▶ **YOUR OBJECTIVE**
Word for word, restate each of the records below.

Stored data
* * *

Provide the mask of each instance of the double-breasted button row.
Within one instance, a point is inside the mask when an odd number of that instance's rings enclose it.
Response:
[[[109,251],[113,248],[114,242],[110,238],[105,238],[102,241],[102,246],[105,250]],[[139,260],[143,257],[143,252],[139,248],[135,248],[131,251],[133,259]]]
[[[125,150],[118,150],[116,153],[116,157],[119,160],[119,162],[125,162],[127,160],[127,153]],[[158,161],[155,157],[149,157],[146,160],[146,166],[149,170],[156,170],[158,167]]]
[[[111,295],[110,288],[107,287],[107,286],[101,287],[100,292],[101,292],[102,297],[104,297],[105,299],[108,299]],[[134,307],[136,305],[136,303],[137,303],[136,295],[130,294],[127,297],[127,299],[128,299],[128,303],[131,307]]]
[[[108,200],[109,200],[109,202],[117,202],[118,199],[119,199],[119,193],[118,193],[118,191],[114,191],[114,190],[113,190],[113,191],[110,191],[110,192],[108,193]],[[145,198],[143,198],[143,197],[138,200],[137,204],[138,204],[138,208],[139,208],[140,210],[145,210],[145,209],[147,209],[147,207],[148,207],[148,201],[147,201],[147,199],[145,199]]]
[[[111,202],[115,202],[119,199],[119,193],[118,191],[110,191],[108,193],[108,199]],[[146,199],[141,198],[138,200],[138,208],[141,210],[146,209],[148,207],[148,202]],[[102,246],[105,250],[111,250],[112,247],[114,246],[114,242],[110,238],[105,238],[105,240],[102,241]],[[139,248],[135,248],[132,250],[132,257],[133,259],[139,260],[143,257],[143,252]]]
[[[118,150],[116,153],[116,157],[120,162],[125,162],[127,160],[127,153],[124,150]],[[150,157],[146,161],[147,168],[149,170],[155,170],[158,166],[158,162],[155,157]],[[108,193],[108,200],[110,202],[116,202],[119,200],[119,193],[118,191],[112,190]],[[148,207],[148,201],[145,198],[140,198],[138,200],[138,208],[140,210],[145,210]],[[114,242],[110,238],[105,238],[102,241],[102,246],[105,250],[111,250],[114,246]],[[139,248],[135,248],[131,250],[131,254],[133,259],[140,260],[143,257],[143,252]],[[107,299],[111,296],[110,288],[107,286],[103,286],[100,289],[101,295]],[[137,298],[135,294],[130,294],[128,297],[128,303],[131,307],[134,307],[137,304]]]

* * *

▶ **RESULT BELOW**
Provide the mask of each instance of the double-breasted button row.
Within one instance, a point is inside the mask when an odd number of that instance's rings enclose it.
Response:
[[[109,251],[113,248],[114,242],[110,238],[105,238],[102,241],[102,246],[105,250]],[[139,260],[143,257],[143,252],[139,248],[135,248],[131,251],[133,259]]]
[[[125,150],[118,150],[116,153],[116,157],[119,160],[119,162],[125,162],[127,160],[127,153]],[[158,161],[155,157],[149,157],[146,160],[146,166],[149,170],[156,170],[158,167]]]
[[[111,295],[110,288],[107,287],[107,286],[101,287],[100,292],[101,292],[102,297],[104,297],[105,299],[108,299]],[[134,307],[136,305],[136,303],[137,303],[136,295],[130,294],[127,297],[127,299],[128,299],[128,303],[131,307]]]
[[[108,200],[109,200],[109,202],[117,202],[118,199],[119,199],[119,193],[118,193],[118,191],[114,191],[114,190],[113,190],[113,191],[110,191],[110,192],[108,193]],[[145,198],[143,198],[143,197],[138,200],[137,204],[138,204],[138,208],[139,208],[140,210],[145,210],[145,209],[147,209],[147,207],[148,207],[148,201],[147,201],[147,199],[145,199]]]
[[[111,202],[115,202],[119,199],[119,193],[118,191],[110,191],[108,193],[108,199]],[[146,199],[141,198],[138,200],[138,208],[141,210],[146,209],[148,207],[148,202]],[[102,246],[105,250],[111,250],[112,247],[114,246],[114,242],[110,238],[105,238],[105,240],[102,241]],[[139,248],[135,248],[132,250],[132,257],[133,259],[139,260],[143,257],[143,252]]]
[[[118,150],[116,153],[116,157],[120,162],[125,162],[127,160],[127,153],[124,150]],[[150,157],[146,161],[147,168],[149,170],[155,170],[158,166],[158,162],[155,157]],[[108,193],[108,200],[110,202],[116,202],[119,200],[119,193],[118,191],[112,190]],[[148,207],[148,201],[145,198],[140,198],[138,200],[138,208],[140,210],[145,210]],[[114,242],[110,238],[105,238],[102,241],[102,246],[105,250],[111,250],[114,246]],[[139,248],[135,248],[131,250],[131,254],[133,259],[140,260],[143,257],[143,252]],[[107,299],[111,296],[110,288],[107,286],[103,286],[100,289],[101,295]],[[137,298],[135,294],[130,294],[128,297],[128,303],[131,307],[134,307],[137,304]]]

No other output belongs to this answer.